**Alıştırma yönergeleri**
• A. Yâsîn Sûresi metnine göre Kur'ân kimin tarafından indirilmiştir?
• B. Yâsîn Sûresi metninin "( 9 ) Ve cealnâ" sözlerinden "tunzirhum lâ yuk’minûn." sözlerine kadar olan kısmını "Gözlerini" yerine "Bakışlarını" koyarak yeniden yazın.

=== Kaynak metinden alıntı ===

-
36. Yâsîn Sûresi ( سُورَةُ يٰسۤ ) Surah Yaasen
Bismillâhir rahmânir rahîm
Rahman ve Rahim olan Allah'ın adıyla
( 1 ) Yâ sîn.
( 1 ) Ya, Sin.
( 2 ) Vel kur’ânil hakîm.
( 2 ) Hakîm (hüküm ve hikmet sahibi) Kur’ân’a andolsun.
( 3 ) İnneke leminel murselîn.
( 3 ) Muhakkak ki sen, gerçekten gönderilen resûllerdensin.
( 4 ) Alâ sirâtin mustakîm.
( 4 ) Sıratı Mustakîm üzerinde(sin).
( 5 ) Tenzîlel azîzir rahîm.
( 5 ) Azîz ve Rahîm olan Allah tarafından indirilmiştir.
( 6 ) Li tunzira kavmen mâ unzira âbâuhum fe hum gâfilûn.
( 6 ) Babaları uyarılmamış bir kavmi, uyarman içindir. Çünkü onlar gâfillerdir.
( 7 ) Lekade hakkal kavlu alâ ekserihim fe hum lâ yuk’minûn.
( 7 ) And olsun ki, hüküm çoğunun aleyhine gerçekleşmiştir, bunun için artık inanmazlar.
( 8 ) İnnâ cealnâ fî a’nâkihim aglâlen fe hiye ilâl ezkâni fe hum mukamehûn.
( 8 ) Boyunlarına, çenelerine kadar varan demir halkalar geçirmişizdir, bunun için başları yukarı kalkıktır.
( 9 ) Ve cealnâ min beyni eydîhim sedden ve min halfihim sedden fe agşeynâhum fe hum lâ yubesirûn.
( 9 ) Önlerine ve arkalarına sed çekmişizdir. Gözlerini perdelediğimizden artık göremezler.
( 10 ) Ve sevâun aleyhim e enzertehum em lem tunzirhum lâ yuk’minûn.
( 10 ) Onları uyarsan da uyarmasan da birdir, inanmazlar.
( 11 ) İnnemâ tunziru menittebeaz zikre ve haşiyer rahmâne bil gaybe, fe beşşirhu bi magfiratin ve ecerin kerîm.

=== Kayıtlı satırlar ===

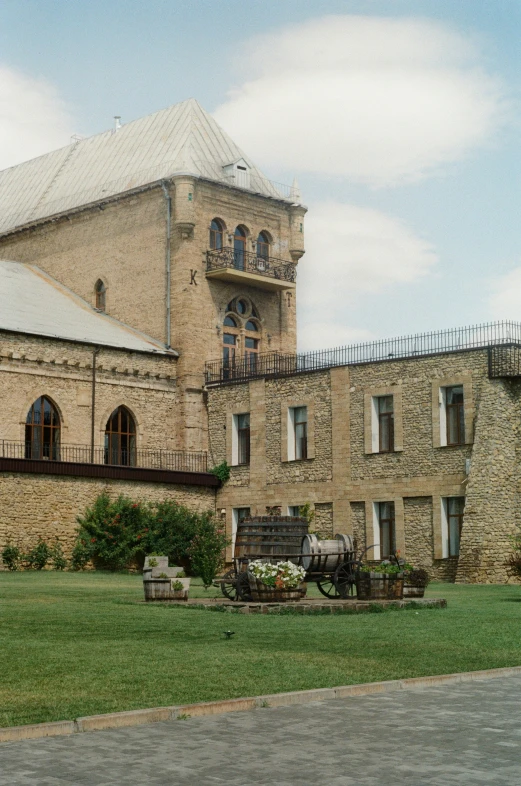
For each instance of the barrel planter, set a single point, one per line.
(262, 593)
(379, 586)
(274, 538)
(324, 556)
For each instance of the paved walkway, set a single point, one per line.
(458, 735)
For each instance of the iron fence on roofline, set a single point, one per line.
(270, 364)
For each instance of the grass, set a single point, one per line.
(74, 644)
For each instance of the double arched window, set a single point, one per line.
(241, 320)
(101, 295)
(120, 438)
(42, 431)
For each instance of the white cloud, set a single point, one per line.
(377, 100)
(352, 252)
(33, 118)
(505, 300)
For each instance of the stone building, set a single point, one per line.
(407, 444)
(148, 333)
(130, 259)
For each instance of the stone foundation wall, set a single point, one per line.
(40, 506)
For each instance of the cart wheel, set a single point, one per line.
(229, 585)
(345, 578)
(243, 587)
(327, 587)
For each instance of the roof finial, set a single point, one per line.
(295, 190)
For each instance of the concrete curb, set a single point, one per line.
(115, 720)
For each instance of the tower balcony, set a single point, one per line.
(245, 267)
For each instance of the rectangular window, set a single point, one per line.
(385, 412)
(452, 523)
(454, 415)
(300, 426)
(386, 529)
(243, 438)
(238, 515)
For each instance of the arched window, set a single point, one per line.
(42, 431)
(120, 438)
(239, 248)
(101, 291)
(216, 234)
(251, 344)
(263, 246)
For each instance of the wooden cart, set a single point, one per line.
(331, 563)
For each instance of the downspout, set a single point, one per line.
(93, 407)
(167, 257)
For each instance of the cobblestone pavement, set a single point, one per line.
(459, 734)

===
=== Kayıtlı satırlar ===

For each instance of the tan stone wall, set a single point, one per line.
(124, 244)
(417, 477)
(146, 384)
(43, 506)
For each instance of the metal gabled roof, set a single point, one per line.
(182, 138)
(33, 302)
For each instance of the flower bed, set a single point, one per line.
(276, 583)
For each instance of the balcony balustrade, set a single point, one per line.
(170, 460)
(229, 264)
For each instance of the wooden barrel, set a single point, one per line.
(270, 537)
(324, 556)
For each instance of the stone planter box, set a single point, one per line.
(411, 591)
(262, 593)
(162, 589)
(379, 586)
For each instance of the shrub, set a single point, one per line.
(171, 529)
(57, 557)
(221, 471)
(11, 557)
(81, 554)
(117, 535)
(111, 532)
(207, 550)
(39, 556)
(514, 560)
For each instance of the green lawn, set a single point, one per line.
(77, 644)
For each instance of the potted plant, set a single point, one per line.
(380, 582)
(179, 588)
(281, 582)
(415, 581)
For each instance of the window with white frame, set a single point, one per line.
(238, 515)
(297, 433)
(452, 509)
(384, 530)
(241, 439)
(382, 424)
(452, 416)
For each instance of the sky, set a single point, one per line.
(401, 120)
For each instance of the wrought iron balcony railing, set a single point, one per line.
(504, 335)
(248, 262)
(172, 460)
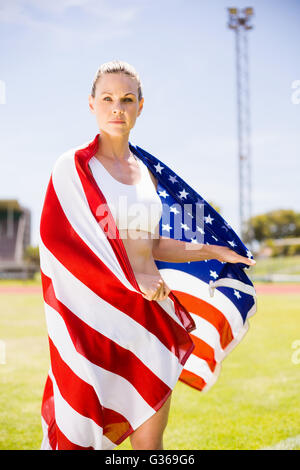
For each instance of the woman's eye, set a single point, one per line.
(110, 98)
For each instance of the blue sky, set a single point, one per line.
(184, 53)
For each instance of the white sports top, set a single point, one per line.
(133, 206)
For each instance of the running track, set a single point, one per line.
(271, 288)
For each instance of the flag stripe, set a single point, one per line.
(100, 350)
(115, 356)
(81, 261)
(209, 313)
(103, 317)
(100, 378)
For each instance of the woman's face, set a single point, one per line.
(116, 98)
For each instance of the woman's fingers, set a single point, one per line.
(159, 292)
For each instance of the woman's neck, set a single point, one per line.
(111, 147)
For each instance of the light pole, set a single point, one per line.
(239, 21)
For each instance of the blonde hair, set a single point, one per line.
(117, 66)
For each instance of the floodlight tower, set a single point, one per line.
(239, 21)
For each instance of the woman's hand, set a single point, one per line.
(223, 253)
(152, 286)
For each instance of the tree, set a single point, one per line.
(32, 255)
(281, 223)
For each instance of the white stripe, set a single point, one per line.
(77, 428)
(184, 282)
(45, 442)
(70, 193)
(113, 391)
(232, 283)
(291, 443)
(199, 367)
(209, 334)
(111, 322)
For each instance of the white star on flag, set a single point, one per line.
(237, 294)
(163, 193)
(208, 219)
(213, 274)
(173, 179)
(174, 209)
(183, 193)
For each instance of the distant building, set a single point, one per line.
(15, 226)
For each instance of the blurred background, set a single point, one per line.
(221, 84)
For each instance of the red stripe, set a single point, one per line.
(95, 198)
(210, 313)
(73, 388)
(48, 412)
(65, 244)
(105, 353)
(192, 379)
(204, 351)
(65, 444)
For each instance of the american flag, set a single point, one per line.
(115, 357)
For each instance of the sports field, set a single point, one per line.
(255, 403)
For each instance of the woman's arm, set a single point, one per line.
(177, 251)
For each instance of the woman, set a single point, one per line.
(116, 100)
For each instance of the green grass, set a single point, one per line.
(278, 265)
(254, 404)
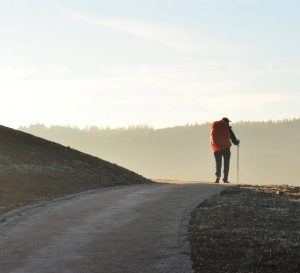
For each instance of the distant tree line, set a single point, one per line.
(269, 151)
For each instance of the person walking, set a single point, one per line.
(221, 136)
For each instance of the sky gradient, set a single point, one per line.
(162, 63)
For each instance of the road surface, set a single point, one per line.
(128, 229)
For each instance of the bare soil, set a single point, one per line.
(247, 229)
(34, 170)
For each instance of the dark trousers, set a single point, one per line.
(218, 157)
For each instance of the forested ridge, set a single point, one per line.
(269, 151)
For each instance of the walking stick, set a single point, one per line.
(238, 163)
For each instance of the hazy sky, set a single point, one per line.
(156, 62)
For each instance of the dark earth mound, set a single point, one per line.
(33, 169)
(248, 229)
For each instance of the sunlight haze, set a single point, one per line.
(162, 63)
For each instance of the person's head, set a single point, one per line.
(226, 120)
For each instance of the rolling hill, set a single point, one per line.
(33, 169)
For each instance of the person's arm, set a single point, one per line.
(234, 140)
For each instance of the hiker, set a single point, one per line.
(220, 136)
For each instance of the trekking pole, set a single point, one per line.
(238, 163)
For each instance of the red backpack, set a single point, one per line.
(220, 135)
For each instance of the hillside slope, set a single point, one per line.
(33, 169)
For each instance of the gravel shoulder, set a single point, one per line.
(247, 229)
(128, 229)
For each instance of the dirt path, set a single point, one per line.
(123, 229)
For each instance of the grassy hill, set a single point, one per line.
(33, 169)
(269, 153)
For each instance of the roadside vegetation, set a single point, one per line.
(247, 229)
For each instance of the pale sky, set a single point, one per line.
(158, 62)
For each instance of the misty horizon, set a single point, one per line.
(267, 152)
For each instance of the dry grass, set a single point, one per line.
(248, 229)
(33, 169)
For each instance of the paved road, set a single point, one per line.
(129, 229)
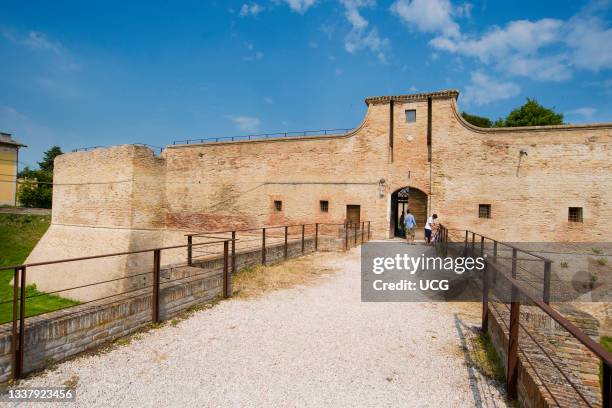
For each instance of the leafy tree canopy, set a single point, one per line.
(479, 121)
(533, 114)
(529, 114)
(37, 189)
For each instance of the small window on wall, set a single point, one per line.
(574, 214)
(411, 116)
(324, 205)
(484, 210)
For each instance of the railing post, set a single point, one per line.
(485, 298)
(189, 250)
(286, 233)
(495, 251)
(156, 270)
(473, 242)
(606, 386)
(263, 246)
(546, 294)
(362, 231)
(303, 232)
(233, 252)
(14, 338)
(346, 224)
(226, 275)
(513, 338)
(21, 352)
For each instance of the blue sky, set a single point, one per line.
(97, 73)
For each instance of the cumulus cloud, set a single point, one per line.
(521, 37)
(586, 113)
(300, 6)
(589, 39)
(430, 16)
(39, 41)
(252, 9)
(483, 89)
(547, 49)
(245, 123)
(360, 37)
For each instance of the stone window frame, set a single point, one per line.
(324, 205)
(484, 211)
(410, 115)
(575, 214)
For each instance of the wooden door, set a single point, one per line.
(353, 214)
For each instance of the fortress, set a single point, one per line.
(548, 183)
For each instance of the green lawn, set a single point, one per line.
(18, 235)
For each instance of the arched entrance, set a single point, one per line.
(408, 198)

===
=== Kayıtlı satırlar ===

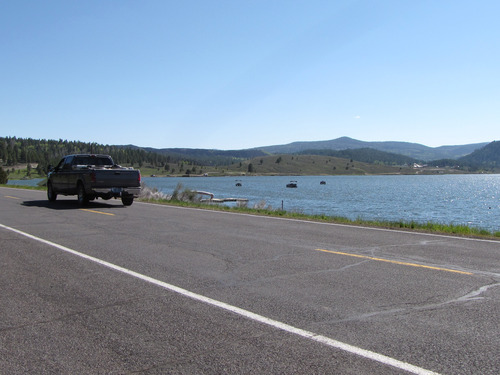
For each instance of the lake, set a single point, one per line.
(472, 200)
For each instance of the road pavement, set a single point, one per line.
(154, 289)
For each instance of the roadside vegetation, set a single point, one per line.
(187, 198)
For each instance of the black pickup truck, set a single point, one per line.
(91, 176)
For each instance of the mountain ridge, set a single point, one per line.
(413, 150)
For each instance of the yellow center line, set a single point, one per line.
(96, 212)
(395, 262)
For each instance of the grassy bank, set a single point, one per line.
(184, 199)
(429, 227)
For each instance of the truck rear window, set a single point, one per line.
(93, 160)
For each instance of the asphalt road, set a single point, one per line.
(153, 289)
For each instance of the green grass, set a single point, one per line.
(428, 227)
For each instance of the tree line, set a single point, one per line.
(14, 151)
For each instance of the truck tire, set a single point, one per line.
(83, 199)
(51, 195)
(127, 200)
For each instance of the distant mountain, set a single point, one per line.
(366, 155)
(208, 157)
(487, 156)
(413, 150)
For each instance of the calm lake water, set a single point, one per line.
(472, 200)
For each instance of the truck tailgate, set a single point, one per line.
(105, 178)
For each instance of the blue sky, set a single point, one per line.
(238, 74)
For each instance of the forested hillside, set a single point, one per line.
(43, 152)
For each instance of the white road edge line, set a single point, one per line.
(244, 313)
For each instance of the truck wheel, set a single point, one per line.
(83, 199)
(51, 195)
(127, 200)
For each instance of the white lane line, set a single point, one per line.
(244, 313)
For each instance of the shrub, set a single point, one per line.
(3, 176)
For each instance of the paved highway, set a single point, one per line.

===

**Soruların yanıtları**
• A. Azîz ve Rahîm olan Allah tarafından.

• B.
( 9 ) Ve cealnâ min beyni eydîhim sedden ve min halfihim sedden fe agşeynâhum fe hum lâ yubesirûn.
( 9 ) Önlerine ve arkalarına sed çekmişizdir. Bakışlarını perdelediğimizden artık göremezler.
( 10 ) Ve sevâun aleyhim e enzertehum em lem tunzirhum lâ yuk’minûn.